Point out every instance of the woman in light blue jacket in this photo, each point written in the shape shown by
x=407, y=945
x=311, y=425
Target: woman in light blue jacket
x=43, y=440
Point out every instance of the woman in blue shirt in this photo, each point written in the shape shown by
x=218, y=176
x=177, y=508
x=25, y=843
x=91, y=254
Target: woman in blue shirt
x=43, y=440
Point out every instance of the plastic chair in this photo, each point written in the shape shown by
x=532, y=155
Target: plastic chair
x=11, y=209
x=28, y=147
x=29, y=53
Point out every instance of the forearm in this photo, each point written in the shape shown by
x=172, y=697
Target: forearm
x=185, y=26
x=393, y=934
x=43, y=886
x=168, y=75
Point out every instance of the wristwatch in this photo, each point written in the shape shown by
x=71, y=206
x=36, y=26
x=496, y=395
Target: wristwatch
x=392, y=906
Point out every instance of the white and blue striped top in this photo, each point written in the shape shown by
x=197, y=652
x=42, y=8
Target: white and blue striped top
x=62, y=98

--------------------------------------------------

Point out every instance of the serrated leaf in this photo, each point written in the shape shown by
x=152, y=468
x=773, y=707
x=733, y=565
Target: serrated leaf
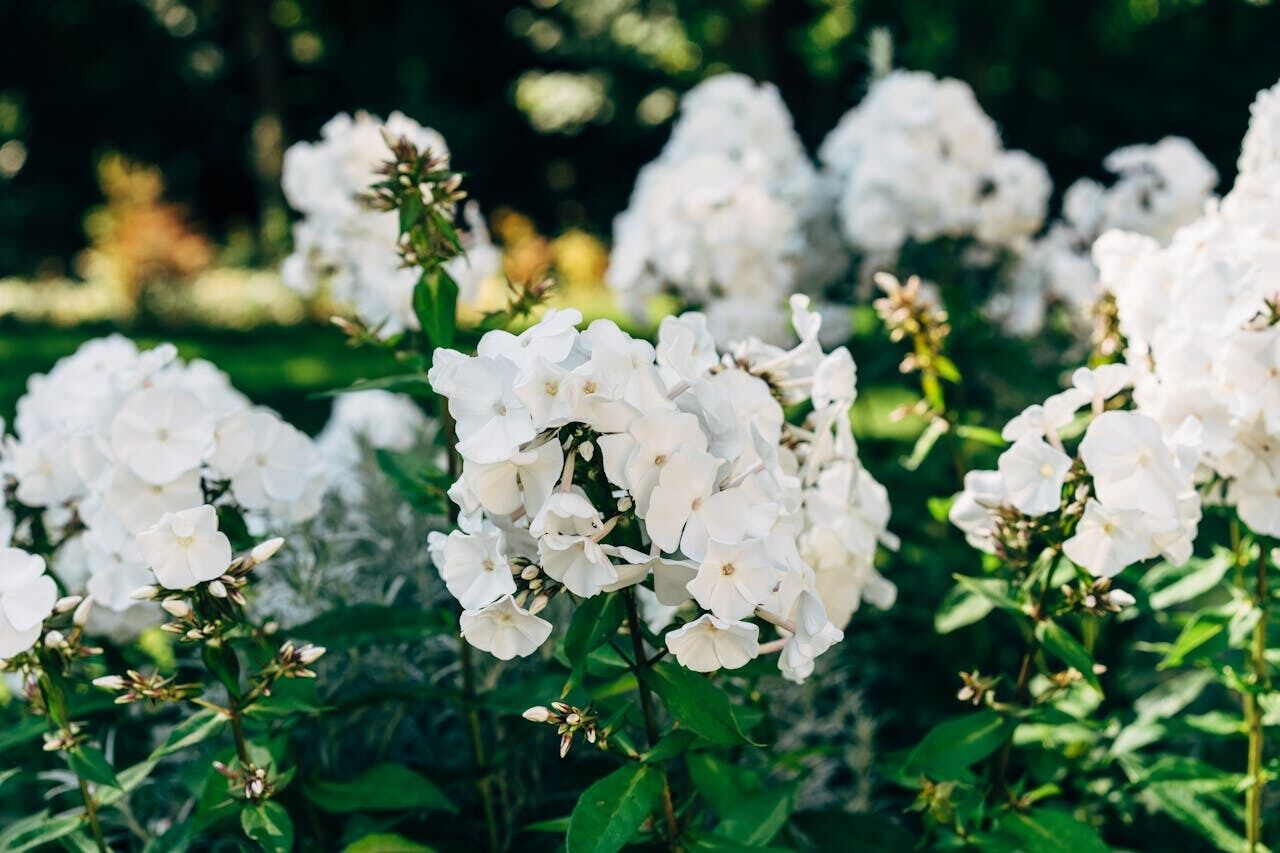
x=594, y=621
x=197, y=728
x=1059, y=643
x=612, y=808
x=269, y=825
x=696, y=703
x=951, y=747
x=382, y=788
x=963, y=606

--------------------------------------------------

§ **Objective**:
Format the items from the line with "Point out every instance of the forearm" to the line with "x=392, y=906" as a Markdown table, with columns Row and Line, leaving out any blank lines.

§ **Answer in full**:
| Row | Line |
|---|---|
| 1 | Point out every instance of the forearm in this photo, each point written in the shape shown by |
| 2 | x=172, y=697 |
| 3 | Target: forearm |
| 4 | x=185, y=26 |
| 5 | x=393, y=934 |
| 6 | x=43, y=886 |
| 7 | x=168, y=75 |
| 8 | Point out every instance of the wristwatch in this photo, each point written in the shape shown by |
| 9 | x=71, y=206 |
| 10 | x=36, y=26 |
| 11 | x=496, y=395 |
| 12 | Target: wristwatch |
| 13 | x=392, y=906 |